Reading text>
┄┄┄┄┄┄┄┄┄┄┄┄┄┄┄┄┄┄┄┄
What is Aiki? Introduction to a method of analyzing Aiki. (Part 3)

Sagawa Dojo Group

January 1974, Dojo-biraki at Sagawa Dojo
Tetsuya Taguchi (the dojo’s longest training student) to the left of Sagawa sensei
Keisetsu Yoshimaru to the right of Sagawa sensei
Yoshio Ohara, front row right
Masaru Takahashi, second row left

You may recognize Yukiyoshi Sagawa’s student Keisetsu Yoshimaru (吉丸慶雪) in the photo above from the articles “Aiki no Rentai: The Conditioned Body of Yukiyoshi Sagawa” (Part 1 | Part 2), and “Yukiyoshi Sagawa on Bujutsu and Ki-Ryoku” (Part 1 | Part 2).

You may also recognize Yoshio Ohara, famous in Sagawa Dojo for his great strength, whose picture appeared in the second part of “What is Aiki?“, being thrown by Yukiyoshi Sagawa in Aiki-nage.

Masaru Takahashi (高橋賢) also appears in the commemorative photo above. Takahashi sensei was a senior student of the famous Daito-ryu instructor Yukiyoshi Sagawa, and continues to instruct at the Sagawa-den Daito-ryu Aiki Budo Sagamihara branch dojo (佐川伝大東流合氣武道相模原支部) and at the Daito-ryu Sagawa Dojo hombu (大東流佐川道場本部) in Kodaira city.

Takahashi sensei often contributes articles on Daito-ryu to the monthly Japanese Budo magazine Hiden (月刊秘伝), and is the author of a book on Chinese Qigong, 中国秘伝の秘伝術気功法, which has been translated into English and published as “Qigong for Health“.

This is the third and final section of the English translation of his thoughts concerning the analysis of Aiki. You may wish to read Part 1 and Part 2 before reading this concluding section. The original Japanese text appeared in Takahashi sensei’s book “The Truth of Daito-ryu Aiki” (大東流合気の真実), which was published in Japanese by Fukushodo Co. Ltd. in September 2007.

Other sections from this book appear in the articles “Sagawa Yukiyoshi, Masaru Takahashi and Breath Training in Daito-ryu” and “Strange, Odd and False Theories of Aiki“.

Yukiyoshi Sagawa and Yoshio Ohara

Yoshio Ohara (小原良雄) being thrown in Aiki-nage by Yukiyoshi Sagawa 

What is Aiki? Introduction to a method of analyzing Aiki. (Part 3)

(translation by Christopher Li)

Let’s look at a simple approach to Aiki from a neurophysiological and psychological perspective.

Aiki places importance first on the movement of the hands. When one is grasped by the enemy one must gauge their power through the internal senses of the wrists (Sensei expressed this as “Te-no-uchi” / 手の内) – how much power and from what direction the attack has come must be grasped in an instant.

As discussed previously, one must analyze both oneself and the opponent anatomically, and while remaining conscious of each individual section of the enemy’s muscular and skeletal structure, instantly work out the point of attack, angle, direction and footwork. The most important sensor used in calculating all of these factors in an instant is the internal senses of the wrists. It is through this sensor of the internal senses of the wrists, the “Te-no-uchi”, that one gauges and then turns to counter attack in an instant.

From Sensei’s emphasis on “the Te-no-uchi is important” can be inferred the meaning “It is important to sharpen the inner senses of the body while analyzing the power of the enemy”. When utilizing the “Te-no-uchi” adeptly and effectively, there must be no unnecessary power in the shoulders. It can be said that Sensei’s teachings of “remove power from the shoulders” and “don’t put (unnecessary) power into the hands” are required conditions for refining the internal senses.
┄┄┄┄┄┄┄┄┄┄┄┄┄┄┄┄┄┄┄┄
Exercise task>
Transcribe the passage from the Aiki article starting at "Yoshio Ohara (小原良雄)" and ending at "grasped in an instant.".
┄┄┄┄┄┄┄┄┄┄┄┄┄┄┄┄┄┄┄┄
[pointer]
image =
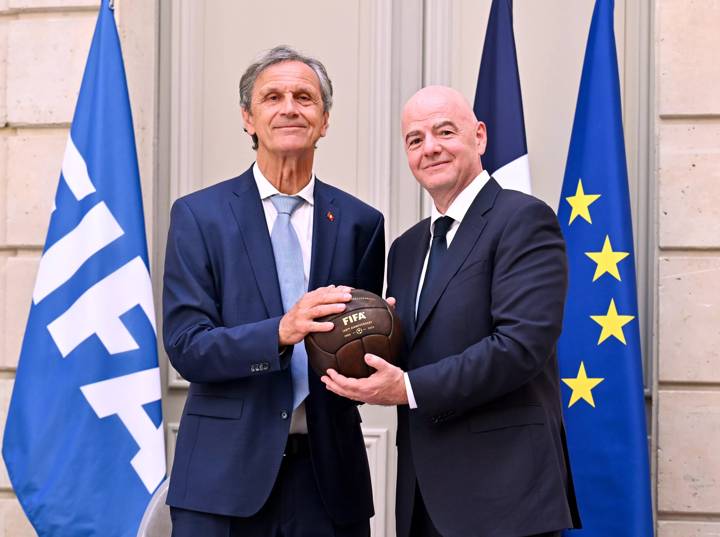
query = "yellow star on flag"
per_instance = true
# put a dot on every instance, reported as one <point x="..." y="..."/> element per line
<point x="607" y="260"/>
<point x="612" y="323"/>
<point x="580" y="203"/>
<point x="582" y="387"/>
┄┄┄┄┄┄┄┄┄┄┄┄┄┄┄┄┄┄┄┄
Written response>
Yoshio Ohara (小原良雄) being thrown in Aiki-nage by Yukiyoshi Sagawa 

What is Aiki? Introduction to a method of analyzing Aiki. (Part 3)

(translation by Christopher Li)

Let’s look at a simple approach to Aiki from a neurophysiological and psychological perspective.

Aiki places importance first on the movement of the hands. When one is grasped by the enemy one must gauge their power through the internal senses of the wrists (Sensei expressed this as “Te-no-uchi” / 手の内) – how much power and from what direction the attack has come must be grasped in an instant.